Exercise –
Filter the entries down to the lines containing "target", and copy those lines.
###
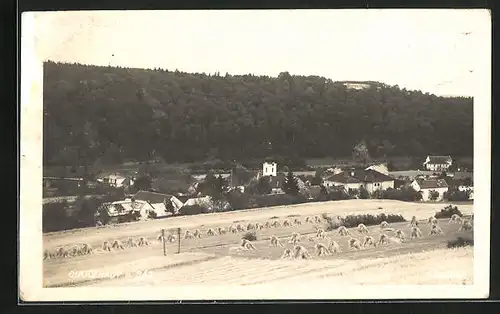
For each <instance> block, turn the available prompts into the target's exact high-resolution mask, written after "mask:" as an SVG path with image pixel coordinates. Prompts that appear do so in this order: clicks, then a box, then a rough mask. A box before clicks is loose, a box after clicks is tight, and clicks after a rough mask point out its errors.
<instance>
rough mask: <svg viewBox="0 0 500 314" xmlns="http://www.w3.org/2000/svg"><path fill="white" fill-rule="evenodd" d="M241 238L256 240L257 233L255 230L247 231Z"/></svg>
mask: <svg viewBox="0 0 500 314" xmlns="http://www.w3.org/2000/svg"><path fill="white" fill-rule="evenodd" d="M242 239H245V240H248V241H257V235H256V234H255V232H247V233H245V234H244V235H243V237H242Z"/></svg>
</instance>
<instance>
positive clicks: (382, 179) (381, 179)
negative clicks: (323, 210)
mask: <svg viewBox="0 0 500 314" xmlns="http://www.w3.org/2000/svg"><path fill="white" fill-rule="evenodd" d="M323 184H324V185H325V186H326V187H332V186H340V185H342V186H344V189H345V190H346V191H348V190H350V189H360V188H361V187H362V186H363V187H364V188H365V189H366V190H367V191H368V192H369V193H373V192H374V191H376V190H386V189H388V188H394V178H392V177H390V176H388V175H386V174H383V173H380V172H378V171H375V170H372V169H369V170H366V169H365V170H350V171H344V172H341V173H339V174H335V175H333V176H330V177H328V178H326V179H324V181H323Z"/></svg>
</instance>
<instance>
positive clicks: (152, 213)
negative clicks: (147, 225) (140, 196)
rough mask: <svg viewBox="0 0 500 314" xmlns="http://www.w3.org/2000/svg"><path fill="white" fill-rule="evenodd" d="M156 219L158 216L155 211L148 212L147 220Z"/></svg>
mask: <svg viewBox="0 0 500 314" xmlns="http://www.w3.org/2000/svg"><path fill="white" fill-rule="evenodd" d="M156 217H158V215H157V214H156V212H155V211H153V210H150V211H149V212H148V218H149V219H156Z"/></svg>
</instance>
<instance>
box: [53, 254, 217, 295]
mask: <svg viewBox="0 0 500 314" xmlns="http://www.w3.org/2000/svg"><path fill="white" fill-rule="evenodd" d="M218 258H220V257H219V256H208V257H204V258H202V259H198V260H194V261H184V262H177V263H173V264H170V265H166V266H158V267H153V268H149V269H148V271H153V270H154V271H156V270H168V269H171V268H175V267H182V266H190V265H195V264H199V263H204V262H207V261H211V260H215V259H218ZM124 277H125V275H124V274H122V275H120V276H116V277H114V278H93V279H87V280H81V281H78V282H69V283H58V284H51V285H45V286H44V288H62V287H78V286H81V285H84V284H87V283H98V282H103V281H109V280H115V279H121V278H124Z"/></svg>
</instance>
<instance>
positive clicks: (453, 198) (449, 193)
mask: <svg viewBox="0 0 500 314" xmlns="http://www.w3.org/2000/svg"><path fill="white" fill-rule="evenodd" d="M469 195H470V194H469V192H467V191H458V190H454V191H448V192H445V193H444V195H443V198H444V199H446V200H447V201H451V202H464V201H468V200H469Z"/></svg>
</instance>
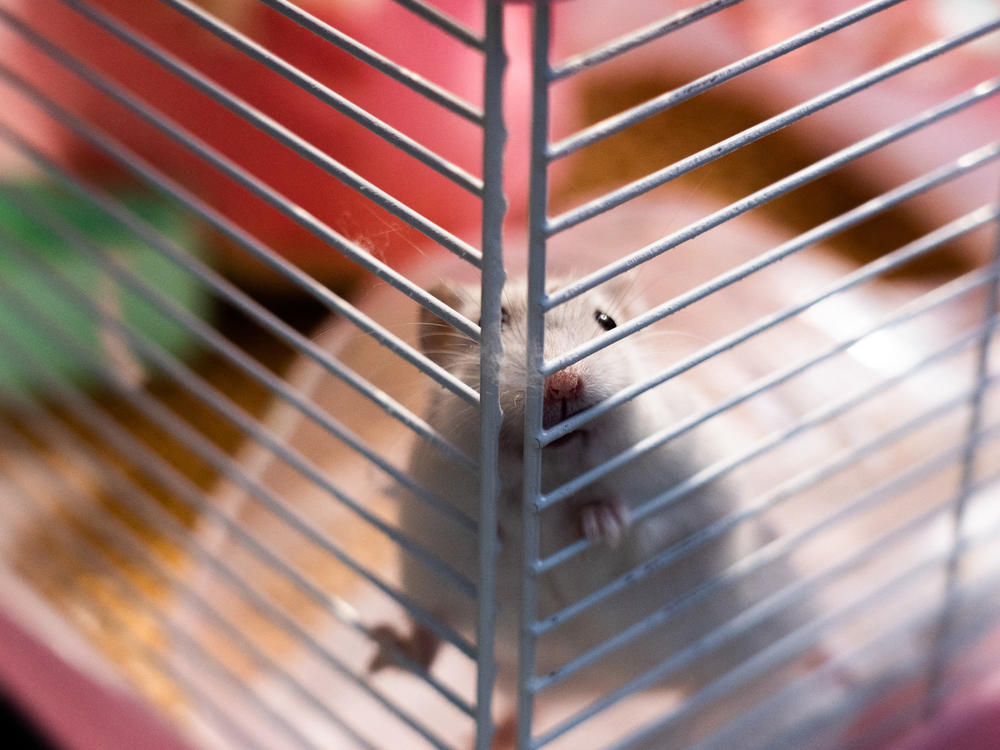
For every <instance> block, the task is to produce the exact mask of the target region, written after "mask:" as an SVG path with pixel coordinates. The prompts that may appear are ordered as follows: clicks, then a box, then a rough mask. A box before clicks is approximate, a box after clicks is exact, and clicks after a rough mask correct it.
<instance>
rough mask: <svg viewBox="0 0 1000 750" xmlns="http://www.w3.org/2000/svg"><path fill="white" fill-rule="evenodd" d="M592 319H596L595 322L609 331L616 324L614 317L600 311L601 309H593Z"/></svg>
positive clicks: (613, 326)
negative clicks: (598, 309)
mask: <svg viewBox="0 0 1000 750" xmlns="http://www.w3.org/2000/svg"><path fill="white" fill-rule="evenodd" d="M594 320H596V321H597V324H598V325H599V326H600V327H601V328H603V329H604V330H605V331H610V330H611V329H612V328H614V327H615V326H617V325H618V324H617V323H615V319H614V318H612V317H611V316H610V315H608V314H607V313H606V312H602V311H601V310H595V311H594Z"/></svg>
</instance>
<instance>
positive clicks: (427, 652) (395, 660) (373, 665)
mask: <svg viewBox="0 0 1000 750" xmlns="http://www.w3.org/2000/svg"><path fill="white" fill-rule="evenodd" d="M368 634H369V635H370V636H371V638H372V640H373V641H375V643H377V644H378V651H376V652H375V655H374V656H373V657H372V659H371V661H370V662H369V663H368V671H369V673H372V674H374V673H375V672H378V671H379V670H381V669H384V668H385V667H399V668H400V669H407V670H410V671H413V668H414V667H417V668H419V669H420V670H422V671H424V672H427V671H428V670H430V668H431V662H433V661H434V657H435V656H436V655H437V651H438V647H439V646H440V645H441V642H440V641H439V640H438V637H437V636H436V635H434V633H432V632H431V631H430V630H428V629H427V628H425V627H422V626H419V625H418V626H415V627H414V628H413V632H412V633H410V634H409V635H408V636H403V635H401V634H400V633H399V631H397V630H396V629H395V628H394V627H392V626H391V625H376V626H375V627H373V628H371V630H369V631H368Z"/></svg>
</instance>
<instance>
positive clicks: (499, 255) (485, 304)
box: [476, 0, 507, 750]
mask: <svg viewBox="0 0 1000 750" xmlns="http://www.w3.org/2000/svg"><path fill="white" fill-rule="evenodd" d="M483 2H484V3H485V6H486V8H485V9H486V29H485V35H486V38H485V52H486V63H485V73H484V75H485V82H484V88H483V92H484V93H483V113H484V118H485V122H484V126H483V218H482V223H483V226H482V240H483V244H482V247H483V265H482V289H481V294H482V297H481V300H480V303H481V310H482V317H481V319H480V327H481V329H482V332H481V334H480V358H481V359H480V370H479V371H480V373H481V375H480V383H479V392H480V397H479V414H480V430H481V432H480V451H479V480H480V498H479V591H478V593H479V598H478V612H477V617H478V622H477V624H476V631H477V632H476V636H477V637H476V646H477V664H476V668H477V672H476V750H489V748H490V747H491V746H492V744H493V720H492V715H491V708H492V703H493V701H492V698H493V684H494V681H495V679H496V661H495V658H494V653H493V636H494V630H495V625H496V567H497V534H496V527H497V502H498V498H499V494H500V477H499V461H498V458H499V456H498V451H499V437H500V424H501V421H502V419H503V414H502V412H501V410H500V386H499V371H500V357H501V355H502V344H501V341H500V318H501V313H500V300H501V296H502V294H503V285H504V279H505V271H504V262H503V244H502V243H503V238H502V231H503V220H504V215H505V214H506V210H507V201H506V197H505V196H504V193H503V154H504V145H505V143H506V140H507V131H506V130H505V128H504V122H503V78H504V71H505V69H506V66H507V58H506V53H505V51H504V46H503V3H499V2H495V1H493V0H483Z"/></svg>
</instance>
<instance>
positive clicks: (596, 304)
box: [421, 281, 643, 449]
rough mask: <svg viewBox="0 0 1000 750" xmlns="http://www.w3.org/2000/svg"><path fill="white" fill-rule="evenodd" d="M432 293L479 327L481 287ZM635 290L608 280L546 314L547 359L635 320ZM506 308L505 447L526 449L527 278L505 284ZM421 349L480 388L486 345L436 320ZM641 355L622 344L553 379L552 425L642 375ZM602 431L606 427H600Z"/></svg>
###
Answer for this exercise –
For each <instance> block, turn the available prompts into the target's exact high-resolution mask, written after "mask:" as an SVG path with image pixel coordinates. Prompts that appear do so in this order: clicks, then a box, then a rough mask. A box before clicks is loose, a box after clicks is tight, and clicks after a rough mask point out its errors.
For every <instance> block, the task is to produce the exact mask of the target region, written after "mask:" as an SVG path with pixel coordinates. The prompts that may appear are ordered as follows: clicks, then a box, then a rough mask. A box before clicks is approximate, a box after clicks is exact, and clicks after a rough mask correct it.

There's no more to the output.